Entries from a point annotation set:
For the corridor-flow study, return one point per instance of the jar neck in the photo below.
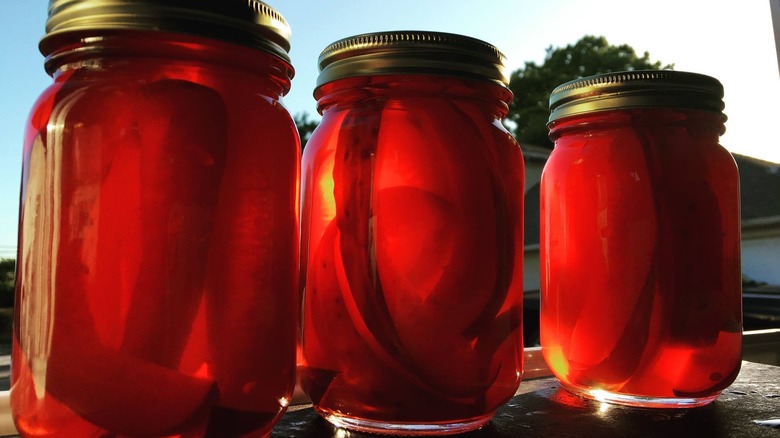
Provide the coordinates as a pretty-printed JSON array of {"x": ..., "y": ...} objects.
[
  {"x": 368, "y": 90},
  {"x": 118, "y": 50},
  {"x": 701, "y": 122}
]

* TASK: Reproduce the data above line for line, leaving out the pictures.

* RESULT OF THIS EXERCISE:
For the corridor-flow study, return one point per instance of the jar neck in the photo below.
Provide the coordinates as a pretty-printed JSON array of {"x": ..., "y": ...} objects.
[
  {"x": 368, "y": 90},
  {"x": 118, "y": 50},
  {"x": 701, "y": 122}
]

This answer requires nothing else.